THE TASK: Copy every line of the records below word for word, but leave out the pictures.
::::
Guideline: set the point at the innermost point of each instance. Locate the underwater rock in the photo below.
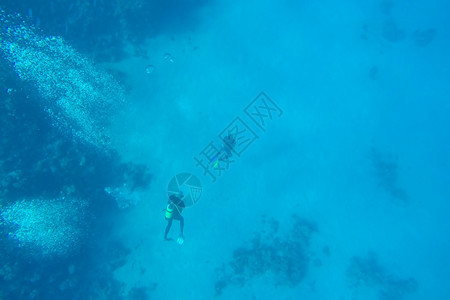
(46, 226)
(368, 272)
(79, 97)
(286, 257)
(386, 172)
(423, 38)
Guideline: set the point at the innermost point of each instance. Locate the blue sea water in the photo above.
(335, 185)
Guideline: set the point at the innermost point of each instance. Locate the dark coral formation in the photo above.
(386, 171)
(368, 272)
(285, 257)
(37, 161)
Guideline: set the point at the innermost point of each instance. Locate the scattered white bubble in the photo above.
(77, 95)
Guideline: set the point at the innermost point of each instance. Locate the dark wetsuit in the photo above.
(177, 205)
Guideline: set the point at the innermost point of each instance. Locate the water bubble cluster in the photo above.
(78, 96)
(50, 226)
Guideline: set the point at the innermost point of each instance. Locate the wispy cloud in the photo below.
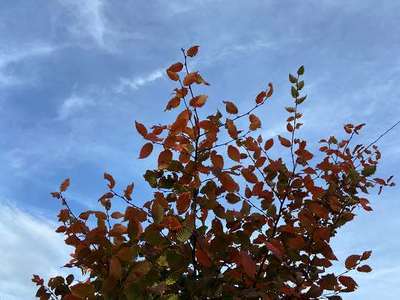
(137, 82)
(73, 105)
(13, 56)
(29, 246)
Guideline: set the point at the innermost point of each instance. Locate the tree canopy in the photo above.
(227, 219)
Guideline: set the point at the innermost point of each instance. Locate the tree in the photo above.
(227, 219)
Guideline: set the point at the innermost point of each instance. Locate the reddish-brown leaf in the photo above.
(233, 153)
(146, 150)
(231, 107)
(198, 101)
(284, 142)
(141, 129)
(248, 264)
(228, 183)
(183, 202)
(268, 144)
::::
OUTPUT OF THE EXERCISE:
Guideline: set the point at the innermost point of each instance. Locate the underwater rock in the photo below.
(46, 226)
(368, 272)
(79, 97)
(286, 257)
(386, 172)
(423, 38)
Guideline: set the point at the innermost point of each instance. Locate the blue sea water in the photo above.
(335, 185)
Guideline: set the point at the innermost point of each instance. Locate the dark coral formation in the photo above.
(386, 171)
(368, 272)
(285, 257)
(37, 161)
Guideline: set the point at the innermost point of each instance. Locate the scattered white bubble in the photo above.
(77, 95)
Guideline: set the point at the innermost point of each instance. Locate the dark wetsuit in the photo above.
(177, 205)
Guideline: set the point at the innermost point of each instance. Locate the water bubble cluster in the photo above.
(78, 96)
(50, 226)
Guideline: set the point at the innermost point of each instance. Locate the wispy cloud in the photo below.
(137, 82)
(73, 105)
(13, 56)
(29, 246)
Guideline: set the point at the innermost point of each instance. Locate the tree canopy in the photo above.
(227, 219)
Guideline: set the point at the innermost point of each instance. Locate the tree in the photo above.
(227, 219)
Guideline: set the point at the innermost point of each instance. Locate the reddish-brown leaf in the photo above.
(233, 153)
(146, 150)
(231, 107)
(198, 101)
(284, 142)
(141, 129)
(248, 264)
(228, 183)
(183, 202)
(268, 144)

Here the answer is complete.